_AVAILABLE DATA_:
=== Begin Enclosure ===
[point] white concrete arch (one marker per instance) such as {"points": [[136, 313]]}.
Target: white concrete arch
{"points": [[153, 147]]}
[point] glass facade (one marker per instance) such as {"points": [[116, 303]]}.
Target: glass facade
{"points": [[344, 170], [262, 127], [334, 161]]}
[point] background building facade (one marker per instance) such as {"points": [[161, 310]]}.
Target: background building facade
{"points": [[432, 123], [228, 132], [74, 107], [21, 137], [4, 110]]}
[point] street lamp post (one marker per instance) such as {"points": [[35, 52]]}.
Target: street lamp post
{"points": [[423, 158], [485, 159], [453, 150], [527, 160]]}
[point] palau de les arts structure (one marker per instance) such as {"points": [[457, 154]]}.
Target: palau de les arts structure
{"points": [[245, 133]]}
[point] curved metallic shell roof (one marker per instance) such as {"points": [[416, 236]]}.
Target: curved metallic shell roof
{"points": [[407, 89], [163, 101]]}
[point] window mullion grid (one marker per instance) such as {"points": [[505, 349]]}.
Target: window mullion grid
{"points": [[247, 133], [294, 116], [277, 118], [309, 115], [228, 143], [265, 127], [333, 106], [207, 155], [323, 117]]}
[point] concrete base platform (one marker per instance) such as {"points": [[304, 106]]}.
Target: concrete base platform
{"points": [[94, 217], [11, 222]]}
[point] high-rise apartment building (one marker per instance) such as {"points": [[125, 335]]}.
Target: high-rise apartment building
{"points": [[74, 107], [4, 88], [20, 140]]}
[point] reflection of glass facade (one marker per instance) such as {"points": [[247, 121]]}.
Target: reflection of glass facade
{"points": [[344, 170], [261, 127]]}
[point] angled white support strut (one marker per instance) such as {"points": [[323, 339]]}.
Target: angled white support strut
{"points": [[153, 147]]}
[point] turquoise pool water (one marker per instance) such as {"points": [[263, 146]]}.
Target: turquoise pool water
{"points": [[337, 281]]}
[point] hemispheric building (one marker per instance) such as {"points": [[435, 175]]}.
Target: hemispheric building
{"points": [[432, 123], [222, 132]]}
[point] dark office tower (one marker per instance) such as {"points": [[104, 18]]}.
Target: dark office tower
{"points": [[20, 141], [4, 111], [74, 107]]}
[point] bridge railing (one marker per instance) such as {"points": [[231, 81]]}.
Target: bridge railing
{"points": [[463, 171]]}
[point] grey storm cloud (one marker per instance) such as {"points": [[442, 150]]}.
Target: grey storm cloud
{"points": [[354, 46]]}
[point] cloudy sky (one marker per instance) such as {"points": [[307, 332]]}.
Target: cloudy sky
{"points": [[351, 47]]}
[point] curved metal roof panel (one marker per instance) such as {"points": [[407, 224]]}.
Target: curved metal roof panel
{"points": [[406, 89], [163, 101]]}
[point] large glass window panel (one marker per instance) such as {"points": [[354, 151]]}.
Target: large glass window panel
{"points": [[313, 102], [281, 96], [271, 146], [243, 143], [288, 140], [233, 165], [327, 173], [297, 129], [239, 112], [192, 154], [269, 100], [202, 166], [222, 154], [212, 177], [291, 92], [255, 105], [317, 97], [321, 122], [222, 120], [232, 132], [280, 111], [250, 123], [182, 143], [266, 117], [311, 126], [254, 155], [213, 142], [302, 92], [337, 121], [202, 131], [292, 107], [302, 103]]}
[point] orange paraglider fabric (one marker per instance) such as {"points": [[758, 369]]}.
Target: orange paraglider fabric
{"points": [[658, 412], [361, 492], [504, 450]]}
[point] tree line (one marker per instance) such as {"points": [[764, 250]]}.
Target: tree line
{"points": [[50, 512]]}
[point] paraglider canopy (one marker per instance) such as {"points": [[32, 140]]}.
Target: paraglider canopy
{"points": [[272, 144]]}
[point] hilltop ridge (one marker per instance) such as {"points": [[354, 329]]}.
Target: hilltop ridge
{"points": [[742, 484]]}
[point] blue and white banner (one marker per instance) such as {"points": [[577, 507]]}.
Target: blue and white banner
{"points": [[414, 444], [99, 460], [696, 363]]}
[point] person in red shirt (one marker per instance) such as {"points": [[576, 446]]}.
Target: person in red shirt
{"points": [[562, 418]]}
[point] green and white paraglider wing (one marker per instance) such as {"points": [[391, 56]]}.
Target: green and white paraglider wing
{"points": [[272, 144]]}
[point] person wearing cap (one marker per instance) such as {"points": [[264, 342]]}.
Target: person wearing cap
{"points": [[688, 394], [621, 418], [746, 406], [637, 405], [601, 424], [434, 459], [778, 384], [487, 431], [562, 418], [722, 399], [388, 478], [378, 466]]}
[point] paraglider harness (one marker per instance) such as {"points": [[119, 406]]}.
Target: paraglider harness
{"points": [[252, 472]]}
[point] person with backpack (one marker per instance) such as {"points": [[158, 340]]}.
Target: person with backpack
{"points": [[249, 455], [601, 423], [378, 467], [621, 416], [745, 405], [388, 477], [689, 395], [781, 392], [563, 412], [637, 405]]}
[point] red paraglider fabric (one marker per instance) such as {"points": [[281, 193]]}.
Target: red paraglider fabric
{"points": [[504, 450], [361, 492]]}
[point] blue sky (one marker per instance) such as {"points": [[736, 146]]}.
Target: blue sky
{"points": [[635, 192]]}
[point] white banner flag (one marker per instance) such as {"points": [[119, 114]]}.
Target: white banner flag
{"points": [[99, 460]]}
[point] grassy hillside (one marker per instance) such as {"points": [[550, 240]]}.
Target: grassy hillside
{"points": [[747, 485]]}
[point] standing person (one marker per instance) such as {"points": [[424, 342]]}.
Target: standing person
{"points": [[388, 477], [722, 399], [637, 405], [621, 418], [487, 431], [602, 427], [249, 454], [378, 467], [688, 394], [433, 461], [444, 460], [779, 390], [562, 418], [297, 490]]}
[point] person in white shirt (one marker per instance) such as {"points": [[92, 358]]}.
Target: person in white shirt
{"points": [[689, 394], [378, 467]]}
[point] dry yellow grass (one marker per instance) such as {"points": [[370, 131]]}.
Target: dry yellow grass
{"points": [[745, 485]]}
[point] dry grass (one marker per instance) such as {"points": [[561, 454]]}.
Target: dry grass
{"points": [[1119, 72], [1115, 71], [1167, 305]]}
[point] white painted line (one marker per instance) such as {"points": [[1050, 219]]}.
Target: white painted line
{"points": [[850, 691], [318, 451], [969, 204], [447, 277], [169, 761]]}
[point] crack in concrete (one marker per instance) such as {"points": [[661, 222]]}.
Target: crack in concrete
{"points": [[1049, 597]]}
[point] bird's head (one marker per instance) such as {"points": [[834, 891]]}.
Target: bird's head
=== End Enclosure ===
_TASK INSTRUCTIONS_:
Print, exactly as written, the first line of the records above and each line after it until the line with "[point] background building", which is printed too.

_EXERCISE OUTPUT_:
[point] white concrete arch (one marker per instance) such as {"points": [[136, 313]]}.
Target: white concrete arch
{"points": [[153, 147]]}
[point] glass facade (one marker per instance) such as {"points": [[116, 303]]}.
Target: glass facade
{"points": [[344, 170], [262, 127], [334, 161]]}
[point] background building facade (one marker per instance) such as {"points": [[161, 310]]}.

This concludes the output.